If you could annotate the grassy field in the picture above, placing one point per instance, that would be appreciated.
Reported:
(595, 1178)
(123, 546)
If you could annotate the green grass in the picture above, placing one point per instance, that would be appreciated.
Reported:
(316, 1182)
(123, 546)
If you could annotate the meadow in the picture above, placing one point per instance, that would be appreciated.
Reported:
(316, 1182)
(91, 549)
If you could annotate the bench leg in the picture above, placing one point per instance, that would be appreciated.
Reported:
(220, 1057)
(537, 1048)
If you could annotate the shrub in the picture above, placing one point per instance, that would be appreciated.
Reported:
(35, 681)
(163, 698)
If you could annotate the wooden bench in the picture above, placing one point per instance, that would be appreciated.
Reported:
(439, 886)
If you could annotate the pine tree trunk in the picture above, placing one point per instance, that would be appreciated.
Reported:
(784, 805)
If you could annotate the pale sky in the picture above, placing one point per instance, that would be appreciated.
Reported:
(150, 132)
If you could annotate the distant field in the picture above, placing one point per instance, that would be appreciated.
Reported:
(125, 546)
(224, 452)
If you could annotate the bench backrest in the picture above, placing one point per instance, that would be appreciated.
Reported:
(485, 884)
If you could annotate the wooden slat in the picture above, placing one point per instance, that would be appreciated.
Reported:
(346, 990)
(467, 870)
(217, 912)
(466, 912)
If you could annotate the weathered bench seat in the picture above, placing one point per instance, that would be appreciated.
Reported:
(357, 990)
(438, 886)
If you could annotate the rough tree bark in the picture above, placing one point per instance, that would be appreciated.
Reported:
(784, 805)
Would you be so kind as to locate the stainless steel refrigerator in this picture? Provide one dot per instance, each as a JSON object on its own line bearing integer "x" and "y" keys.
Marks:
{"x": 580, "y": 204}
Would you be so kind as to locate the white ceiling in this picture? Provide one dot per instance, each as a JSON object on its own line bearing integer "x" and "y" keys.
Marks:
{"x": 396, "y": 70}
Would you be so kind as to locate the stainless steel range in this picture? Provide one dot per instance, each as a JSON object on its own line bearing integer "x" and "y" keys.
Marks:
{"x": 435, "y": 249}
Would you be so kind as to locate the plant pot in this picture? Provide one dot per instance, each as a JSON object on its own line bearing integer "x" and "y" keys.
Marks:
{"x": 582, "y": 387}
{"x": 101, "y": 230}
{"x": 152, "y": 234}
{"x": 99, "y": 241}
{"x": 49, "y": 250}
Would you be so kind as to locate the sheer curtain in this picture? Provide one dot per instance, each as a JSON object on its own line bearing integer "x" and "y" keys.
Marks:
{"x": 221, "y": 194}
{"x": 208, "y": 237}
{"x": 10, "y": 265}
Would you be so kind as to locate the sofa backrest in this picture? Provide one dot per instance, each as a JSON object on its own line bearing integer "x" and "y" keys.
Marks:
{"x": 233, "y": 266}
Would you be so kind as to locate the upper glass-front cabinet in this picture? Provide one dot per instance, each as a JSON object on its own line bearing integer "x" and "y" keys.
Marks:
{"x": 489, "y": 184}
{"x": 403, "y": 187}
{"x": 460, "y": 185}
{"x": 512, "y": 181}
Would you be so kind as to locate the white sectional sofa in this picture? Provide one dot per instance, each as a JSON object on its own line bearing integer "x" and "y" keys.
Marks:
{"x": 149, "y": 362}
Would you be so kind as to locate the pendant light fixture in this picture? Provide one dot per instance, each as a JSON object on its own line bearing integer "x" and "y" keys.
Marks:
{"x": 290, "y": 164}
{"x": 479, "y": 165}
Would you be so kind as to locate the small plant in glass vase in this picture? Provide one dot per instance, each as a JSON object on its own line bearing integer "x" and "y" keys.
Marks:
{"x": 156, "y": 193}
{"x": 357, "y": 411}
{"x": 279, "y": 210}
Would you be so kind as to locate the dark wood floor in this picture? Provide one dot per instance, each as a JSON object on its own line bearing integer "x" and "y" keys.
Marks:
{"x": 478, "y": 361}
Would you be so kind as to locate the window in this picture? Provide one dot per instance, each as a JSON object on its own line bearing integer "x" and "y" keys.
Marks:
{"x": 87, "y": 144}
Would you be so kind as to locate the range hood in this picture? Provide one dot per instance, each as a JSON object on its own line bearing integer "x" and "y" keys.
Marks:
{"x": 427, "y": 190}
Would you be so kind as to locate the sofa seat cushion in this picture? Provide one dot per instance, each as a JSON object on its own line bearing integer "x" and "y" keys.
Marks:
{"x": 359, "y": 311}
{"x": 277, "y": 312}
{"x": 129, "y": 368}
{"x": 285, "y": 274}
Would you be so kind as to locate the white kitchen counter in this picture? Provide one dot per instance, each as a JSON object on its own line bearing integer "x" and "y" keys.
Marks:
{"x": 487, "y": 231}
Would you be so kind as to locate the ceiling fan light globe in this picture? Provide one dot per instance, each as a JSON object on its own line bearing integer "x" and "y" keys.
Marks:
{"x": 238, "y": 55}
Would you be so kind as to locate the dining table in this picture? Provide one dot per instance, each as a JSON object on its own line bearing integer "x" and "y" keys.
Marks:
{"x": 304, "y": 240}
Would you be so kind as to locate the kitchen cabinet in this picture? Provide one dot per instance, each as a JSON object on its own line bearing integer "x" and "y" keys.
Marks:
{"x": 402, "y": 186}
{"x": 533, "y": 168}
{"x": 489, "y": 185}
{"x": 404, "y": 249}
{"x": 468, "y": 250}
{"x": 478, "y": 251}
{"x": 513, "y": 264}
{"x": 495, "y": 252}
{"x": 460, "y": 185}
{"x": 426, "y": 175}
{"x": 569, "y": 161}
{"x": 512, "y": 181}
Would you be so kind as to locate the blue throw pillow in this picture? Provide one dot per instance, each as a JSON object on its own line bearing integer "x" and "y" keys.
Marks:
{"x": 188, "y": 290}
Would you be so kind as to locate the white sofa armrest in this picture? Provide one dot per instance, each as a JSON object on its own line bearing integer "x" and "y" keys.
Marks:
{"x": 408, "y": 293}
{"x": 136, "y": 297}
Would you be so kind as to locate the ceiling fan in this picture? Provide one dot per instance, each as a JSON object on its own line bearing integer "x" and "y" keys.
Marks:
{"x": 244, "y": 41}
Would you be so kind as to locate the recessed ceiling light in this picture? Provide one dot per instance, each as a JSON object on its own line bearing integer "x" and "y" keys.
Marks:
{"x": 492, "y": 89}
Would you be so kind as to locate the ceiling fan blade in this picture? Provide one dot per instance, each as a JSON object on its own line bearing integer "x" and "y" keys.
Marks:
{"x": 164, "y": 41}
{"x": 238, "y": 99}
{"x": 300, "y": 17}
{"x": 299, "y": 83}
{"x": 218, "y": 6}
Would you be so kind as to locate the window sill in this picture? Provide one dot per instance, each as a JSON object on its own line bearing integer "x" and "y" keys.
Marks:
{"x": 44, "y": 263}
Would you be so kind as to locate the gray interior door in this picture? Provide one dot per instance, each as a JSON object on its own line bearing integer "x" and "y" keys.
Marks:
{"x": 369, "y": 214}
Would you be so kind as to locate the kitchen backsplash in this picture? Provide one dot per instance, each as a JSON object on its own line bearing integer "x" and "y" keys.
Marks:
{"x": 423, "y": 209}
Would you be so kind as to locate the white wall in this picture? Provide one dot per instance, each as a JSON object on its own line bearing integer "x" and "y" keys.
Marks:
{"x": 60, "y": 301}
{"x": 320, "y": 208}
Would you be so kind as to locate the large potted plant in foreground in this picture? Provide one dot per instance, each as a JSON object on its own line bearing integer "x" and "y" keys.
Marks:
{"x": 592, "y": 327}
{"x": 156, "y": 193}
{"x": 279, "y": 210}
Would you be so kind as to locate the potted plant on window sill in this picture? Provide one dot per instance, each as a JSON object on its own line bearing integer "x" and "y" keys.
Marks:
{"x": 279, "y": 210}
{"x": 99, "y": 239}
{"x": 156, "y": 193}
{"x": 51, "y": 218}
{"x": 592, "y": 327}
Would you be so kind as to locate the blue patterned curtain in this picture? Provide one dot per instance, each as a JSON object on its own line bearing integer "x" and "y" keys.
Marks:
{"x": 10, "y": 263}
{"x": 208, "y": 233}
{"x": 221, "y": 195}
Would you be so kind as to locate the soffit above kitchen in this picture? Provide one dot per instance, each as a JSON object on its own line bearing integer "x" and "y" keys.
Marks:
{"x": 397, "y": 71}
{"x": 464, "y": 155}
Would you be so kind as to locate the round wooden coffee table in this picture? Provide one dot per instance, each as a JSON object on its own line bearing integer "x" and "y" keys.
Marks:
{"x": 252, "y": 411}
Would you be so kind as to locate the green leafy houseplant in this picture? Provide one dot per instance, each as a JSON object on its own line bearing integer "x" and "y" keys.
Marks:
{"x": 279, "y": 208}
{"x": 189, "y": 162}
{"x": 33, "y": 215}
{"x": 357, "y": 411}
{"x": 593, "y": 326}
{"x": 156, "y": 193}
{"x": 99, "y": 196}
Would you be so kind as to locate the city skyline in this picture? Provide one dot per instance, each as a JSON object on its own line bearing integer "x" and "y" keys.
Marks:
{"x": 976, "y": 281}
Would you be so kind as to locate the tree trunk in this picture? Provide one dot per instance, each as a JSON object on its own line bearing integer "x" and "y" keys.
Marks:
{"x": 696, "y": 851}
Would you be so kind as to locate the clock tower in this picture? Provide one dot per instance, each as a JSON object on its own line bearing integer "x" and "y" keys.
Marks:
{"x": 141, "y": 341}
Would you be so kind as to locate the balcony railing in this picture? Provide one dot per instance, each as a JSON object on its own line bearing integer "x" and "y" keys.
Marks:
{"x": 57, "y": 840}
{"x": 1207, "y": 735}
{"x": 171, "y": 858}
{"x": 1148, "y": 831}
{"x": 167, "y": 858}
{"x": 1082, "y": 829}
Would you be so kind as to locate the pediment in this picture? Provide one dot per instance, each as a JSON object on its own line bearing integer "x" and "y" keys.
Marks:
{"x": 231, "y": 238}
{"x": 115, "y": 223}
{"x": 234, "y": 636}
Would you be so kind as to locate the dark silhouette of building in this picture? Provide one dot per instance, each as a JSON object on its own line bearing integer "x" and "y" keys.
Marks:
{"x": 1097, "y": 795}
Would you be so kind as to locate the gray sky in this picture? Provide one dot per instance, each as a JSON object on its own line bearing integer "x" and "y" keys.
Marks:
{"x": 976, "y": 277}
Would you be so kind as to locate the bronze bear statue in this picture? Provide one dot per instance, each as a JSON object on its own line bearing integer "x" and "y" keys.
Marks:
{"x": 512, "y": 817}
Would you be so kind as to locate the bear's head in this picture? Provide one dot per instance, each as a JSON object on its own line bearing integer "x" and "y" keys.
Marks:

..............................

_What is being asked_
Every line from the one containing "Would you be so kind as to locate the tree" through the last line must be copied exactly; leave out the rest.

_In response_
Would you be so kind as to locate the tree trunk in this picture? Provide one dot per instance, each as a JSON object on its own line bearing integer "x" and "y" keys.
Marks:
{"x": 696, "y": 851}
Would you be so kind as to locate the clock tower in this picture? Provide one dot per instance, each as a JSON object on its own line bearing integer "x" and "y" keys.
Marks:
{"x": 141, "y": 341}
Would you be so kind as to locate the balcony railing in this picture? Provide one dot per instance, each as a JSON object on its own line bearing integer "x" and "y" keys.
Marks:
{"x": 57, "y": 840}
{"x": 1207, "y": 735}
{"x": 171, "y": 858}
{"x": 1148, "y": 831}
{"x": 167, "y": 858}
{"x": 1082, "y": 829}
Would you be so kind as to locate the pediment in this picture? Provide one dot per instance, each as a JSON object on its own line bearing integer "x" and "y" keys.
Marks:
{"x": 231, "y": 238}
{"x": 115, "y": 223}
{"x": 234, "y": 636}
Would you be so kind as to locate the dark silhouette of building in this picture? Provide one dot per instance, each as a JSON object on its own line bearing integer "x" and "y" keys.
Marks:
{"x": 1097, "y": 795}
Would you be so kind as to locate the gray sky in this picture? Provide one dot per instance, each as a JSON object on its own line bearing integer "x" and "y" keys.
Marks:
{"x": 976, "y": 277}
Would you be so kind as to locate the bronze bear statue in this picture? Provide one dot per instance, each as a JSON object on its own line bearing integer "x" and "y" keys.
Marks:
{"x": 512, "y": 817}
Would you be so kind as to locate the bear's head in this picture? Provide one dot per instance, each as a JSON object on its own line bearing integer "x" and "y" keys.
Marks:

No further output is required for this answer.